● **GIVEN TASK**: Retype the following entries word for word, keeping every line exactly as it appears.

● **LISTED ENTRIES**:
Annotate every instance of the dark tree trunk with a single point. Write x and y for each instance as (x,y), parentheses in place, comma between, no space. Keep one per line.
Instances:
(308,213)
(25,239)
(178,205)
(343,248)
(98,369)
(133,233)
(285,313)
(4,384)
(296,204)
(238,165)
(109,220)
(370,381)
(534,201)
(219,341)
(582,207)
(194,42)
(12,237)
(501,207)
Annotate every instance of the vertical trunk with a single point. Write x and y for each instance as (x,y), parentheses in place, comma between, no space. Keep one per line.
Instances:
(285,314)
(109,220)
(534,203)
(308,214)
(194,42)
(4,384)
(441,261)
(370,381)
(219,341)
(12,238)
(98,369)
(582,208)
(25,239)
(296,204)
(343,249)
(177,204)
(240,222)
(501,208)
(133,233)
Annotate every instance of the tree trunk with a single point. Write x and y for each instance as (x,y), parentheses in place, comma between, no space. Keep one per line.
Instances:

● **COMPLETE ANSWER**:
Annotate every instance of the dark tree trunk with a single point. Write x and y for each instance as (x,y), parentheses in place, comma between, no space. Keep one per line.
Instances:
(308,213)
(25,239)
(178,205)
(343,248)
(98,369)
(133,233)
(285,313)
(4,384)
(296,204)
(238,165)
(109,220)
(370,381)
(534,201)
(219,341)
(582,207)
(194,42)
(12,237)
(501,207)
Annotate every instance of the vertical trunk with a single point. Write x and y for each instance as (x,y), parentheses in place, comma between, no space. Keep one per line.
Instances:
(285,314)
(109,220)
(534,203)
(308,214)
(194,42)
(4,384)
(441,261)
(370,381)
(219,341)
(12,238)
(98,369)
(582,208)
(25,239)
(296,204)
(343,249)
(177,204)
(240,222)
(501,208)
(133,233)
Annotate every instance of the tree trunk with a single point. Write x and y for each instance as (x,y), parentheses in place, comma between, no space. Keep one per line.
Instances:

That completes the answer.